— begin DATASET RECORDS —

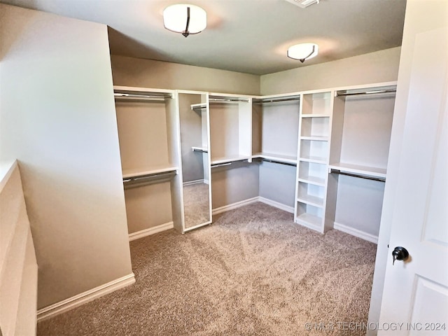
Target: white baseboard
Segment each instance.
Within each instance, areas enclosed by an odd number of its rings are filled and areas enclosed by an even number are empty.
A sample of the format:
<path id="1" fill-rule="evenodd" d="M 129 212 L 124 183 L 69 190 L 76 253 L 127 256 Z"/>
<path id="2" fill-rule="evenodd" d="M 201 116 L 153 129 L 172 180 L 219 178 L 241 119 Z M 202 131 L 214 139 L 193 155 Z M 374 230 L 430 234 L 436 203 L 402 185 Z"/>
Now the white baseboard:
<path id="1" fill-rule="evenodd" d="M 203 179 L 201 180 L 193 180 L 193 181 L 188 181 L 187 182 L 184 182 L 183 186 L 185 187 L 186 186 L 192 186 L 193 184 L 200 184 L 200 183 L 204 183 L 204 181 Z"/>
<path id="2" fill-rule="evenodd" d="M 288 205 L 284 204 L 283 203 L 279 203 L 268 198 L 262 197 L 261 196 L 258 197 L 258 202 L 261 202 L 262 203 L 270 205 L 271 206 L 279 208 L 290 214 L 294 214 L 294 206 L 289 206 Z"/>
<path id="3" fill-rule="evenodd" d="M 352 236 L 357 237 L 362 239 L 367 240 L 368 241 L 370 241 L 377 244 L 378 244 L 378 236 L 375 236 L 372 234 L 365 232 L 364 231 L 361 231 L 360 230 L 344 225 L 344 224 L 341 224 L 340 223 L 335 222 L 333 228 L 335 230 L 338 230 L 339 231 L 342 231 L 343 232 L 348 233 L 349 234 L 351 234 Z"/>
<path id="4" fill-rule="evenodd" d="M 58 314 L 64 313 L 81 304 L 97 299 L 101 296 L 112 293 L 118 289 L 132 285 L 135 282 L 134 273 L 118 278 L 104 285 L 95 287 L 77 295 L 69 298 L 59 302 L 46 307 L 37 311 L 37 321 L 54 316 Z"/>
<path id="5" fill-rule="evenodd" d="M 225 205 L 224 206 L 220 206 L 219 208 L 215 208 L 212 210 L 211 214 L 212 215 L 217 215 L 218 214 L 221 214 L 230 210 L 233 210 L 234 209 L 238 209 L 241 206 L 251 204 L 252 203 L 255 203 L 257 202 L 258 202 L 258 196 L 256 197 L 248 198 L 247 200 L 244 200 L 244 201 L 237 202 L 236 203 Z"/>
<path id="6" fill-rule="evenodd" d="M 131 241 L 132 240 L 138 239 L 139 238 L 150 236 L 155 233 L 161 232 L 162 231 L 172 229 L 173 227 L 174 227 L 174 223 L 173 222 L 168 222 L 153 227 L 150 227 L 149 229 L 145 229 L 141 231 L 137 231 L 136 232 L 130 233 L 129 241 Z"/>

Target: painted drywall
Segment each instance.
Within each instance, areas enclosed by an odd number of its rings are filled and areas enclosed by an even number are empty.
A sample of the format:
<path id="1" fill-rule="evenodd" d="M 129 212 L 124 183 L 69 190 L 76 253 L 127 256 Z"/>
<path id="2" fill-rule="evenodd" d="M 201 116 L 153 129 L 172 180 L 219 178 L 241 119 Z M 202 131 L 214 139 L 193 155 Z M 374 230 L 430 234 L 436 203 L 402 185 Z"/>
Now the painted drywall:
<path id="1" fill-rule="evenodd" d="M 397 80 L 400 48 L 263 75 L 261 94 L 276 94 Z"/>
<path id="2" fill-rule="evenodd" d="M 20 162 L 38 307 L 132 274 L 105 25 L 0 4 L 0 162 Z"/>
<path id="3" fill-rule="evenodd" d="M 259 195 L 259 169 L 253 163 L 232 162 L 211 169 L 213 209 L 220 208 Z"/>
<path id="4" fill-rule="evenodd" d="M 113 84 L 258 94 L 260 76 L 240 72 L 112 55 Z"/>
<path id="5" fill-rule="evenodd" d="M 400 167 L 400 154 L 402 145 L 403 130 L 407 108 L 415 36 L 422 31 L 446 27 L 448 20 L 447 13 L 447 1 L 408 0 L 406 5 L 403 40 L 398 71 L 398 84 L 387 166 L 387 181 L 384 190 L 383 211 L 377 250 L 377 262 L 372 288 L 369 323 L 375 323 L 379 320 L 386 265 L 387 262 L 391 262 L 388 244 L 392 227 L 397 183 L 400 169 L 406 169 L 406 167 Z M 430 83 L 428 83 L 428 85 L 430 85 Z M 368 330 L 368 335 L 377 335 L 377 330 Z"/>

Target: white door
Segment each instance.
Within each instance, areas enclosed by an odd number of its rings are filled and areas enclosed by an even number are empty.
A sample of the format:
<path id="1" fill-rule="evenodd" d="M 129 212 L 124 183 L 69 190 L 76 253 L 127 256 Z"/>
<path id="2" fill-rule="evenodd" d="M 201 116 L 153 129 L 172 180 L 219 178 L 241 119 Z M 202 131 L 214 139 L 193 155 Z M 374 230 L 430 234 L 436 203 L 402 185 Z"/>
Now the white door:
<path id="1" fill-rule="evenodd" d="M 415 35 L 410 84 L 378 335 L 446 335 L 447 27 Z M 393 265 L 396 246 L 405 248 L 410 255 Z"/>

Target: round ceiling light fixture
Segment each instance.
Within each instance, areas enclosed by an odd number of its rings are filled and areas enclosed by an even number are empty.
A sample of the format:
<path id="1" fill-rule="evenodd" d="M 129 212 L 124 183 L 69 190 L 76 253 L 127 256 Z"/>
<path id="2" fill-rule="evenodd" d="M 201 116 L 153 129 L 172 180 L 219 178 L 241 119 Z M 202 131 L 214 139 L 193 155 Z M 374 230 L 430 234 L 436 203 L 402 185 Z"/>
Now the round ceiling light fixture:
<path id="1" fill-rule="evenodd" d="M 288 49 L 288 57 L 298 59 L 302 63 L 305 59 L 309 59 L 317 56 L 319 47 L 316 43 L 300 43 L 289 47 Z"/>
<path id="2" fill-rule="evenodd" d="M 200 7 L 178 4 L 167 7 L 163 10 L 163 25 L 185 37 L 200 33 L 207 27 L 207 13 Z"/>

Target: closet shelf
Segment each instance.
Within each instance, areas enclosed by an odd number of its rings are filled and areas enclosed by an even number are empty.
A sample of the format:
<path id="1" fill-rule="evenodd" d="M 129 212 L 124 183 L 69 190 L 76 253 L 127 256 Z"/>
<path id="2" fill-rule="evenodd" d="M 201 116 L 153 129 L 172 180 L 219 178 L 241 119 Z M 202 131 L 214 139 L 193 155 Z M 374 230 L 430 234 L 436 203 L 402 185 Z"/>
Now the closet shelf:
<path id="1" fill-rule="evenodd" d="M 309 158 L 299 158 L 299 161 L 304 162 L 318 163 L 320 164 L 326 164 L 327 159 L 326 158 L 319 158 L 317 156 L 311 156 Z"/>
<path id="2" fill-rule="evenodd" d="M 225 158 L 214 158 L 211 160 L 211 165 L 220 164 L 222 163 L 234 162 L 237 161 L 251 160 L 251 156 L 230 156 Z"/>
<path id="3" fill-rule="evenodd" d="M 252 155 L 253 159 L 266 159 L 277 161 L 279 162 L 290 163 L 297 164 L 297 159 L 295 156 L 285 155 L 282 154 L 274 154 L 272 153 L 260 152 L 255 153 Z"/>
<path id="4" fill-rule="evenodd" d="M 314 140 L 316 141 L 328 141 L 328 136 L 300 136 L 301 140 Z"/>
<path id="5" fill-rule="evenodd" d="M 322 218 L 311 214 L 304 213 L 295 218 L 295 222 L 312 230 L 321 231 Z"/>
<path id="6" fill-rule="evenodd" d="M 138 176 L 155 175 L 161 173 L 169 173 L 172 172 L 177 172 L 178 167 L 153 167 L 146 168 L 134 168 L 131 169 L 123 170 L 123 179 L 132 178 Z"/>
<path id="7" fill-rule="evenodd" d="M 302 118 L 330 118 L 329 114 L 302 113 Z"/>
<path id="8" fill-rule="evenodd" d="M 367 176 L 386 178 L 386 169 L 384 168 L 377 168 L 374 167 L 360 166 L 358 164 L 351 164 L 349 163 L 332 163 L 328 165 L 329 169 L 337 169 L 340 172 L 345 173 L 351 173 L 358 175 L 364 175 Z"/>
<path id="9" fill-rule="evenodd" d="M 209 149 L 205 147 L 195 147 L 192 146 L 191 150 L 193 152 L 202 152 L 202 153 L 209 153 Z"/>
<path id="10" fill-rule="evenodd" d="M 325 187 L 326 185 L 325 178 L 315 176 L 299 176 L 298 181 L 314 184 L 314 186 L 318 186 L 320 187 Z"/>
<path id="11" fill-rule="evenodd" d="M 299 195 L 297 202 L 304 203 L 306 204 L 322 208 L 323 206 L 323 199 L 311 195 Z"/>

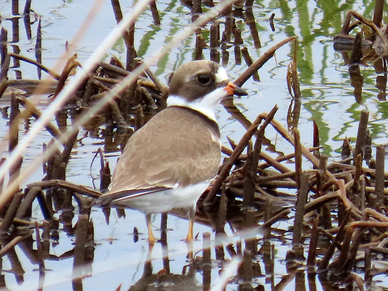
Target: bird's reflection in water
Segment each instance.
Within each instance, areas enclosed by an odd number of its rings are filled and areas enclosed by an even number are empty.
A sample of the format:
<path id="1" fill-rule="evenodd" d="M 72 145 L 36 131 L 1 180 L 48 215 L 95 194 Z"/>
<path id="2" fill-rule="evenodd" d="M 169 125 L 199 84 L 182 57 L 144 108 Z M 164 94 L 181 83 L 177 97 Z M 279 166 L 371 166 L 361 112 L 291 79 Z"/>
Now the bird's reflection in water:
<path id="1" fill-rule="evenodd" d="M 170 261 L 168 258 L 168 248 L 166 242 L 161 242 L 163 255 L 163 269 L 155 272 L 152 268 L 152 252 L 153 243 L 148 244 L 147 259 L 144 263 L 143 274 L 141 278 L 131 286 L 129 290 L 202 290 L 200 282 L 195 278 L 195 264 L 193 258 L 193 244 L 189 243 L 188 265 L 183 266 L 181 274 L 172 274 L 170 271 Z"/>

— end DATASET RECORDS —
— begin DATASET RECORDS —

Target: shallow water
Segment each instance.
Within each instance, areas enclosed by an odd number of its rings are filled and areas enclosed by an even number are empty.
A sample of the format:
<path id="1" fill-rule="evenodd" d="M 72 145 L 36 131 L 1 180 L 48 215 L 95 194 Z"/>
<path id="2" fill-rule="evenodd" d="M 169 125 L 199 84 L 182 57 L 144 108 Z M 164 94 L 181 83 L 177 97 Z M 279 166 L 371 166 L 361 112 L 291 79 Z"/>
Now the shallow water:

— end DATASET RECORDS —

[WHAT IS BEING ASKED]
Write out the lines of material again unchanged, starting at the line containing "Target: shallow water" and ending at the line containing "Now the shallow".

[ANSWER TO THE EXERCISE]
Target: shallow water
Segment each instance.
Within each instance, areas enclosed by an odd number of its rings are filled and areas enclosed by an even number are empty.
A sample of the format:
<path id="1" fill-rule="evenodd" d="M 72 145 L 36 131 L 1 180 L 48 215 L 95 194 Z"/>
<path id="2" fill-rule="evenodd" d="M 169 125 L 199 84 L 182 57 L 144 108 Z M 164 94 L 181 83 L 177 97 Z M 279 166 L 371 166 L 361 112 L 291 79 Z"/>
Now the shallow water:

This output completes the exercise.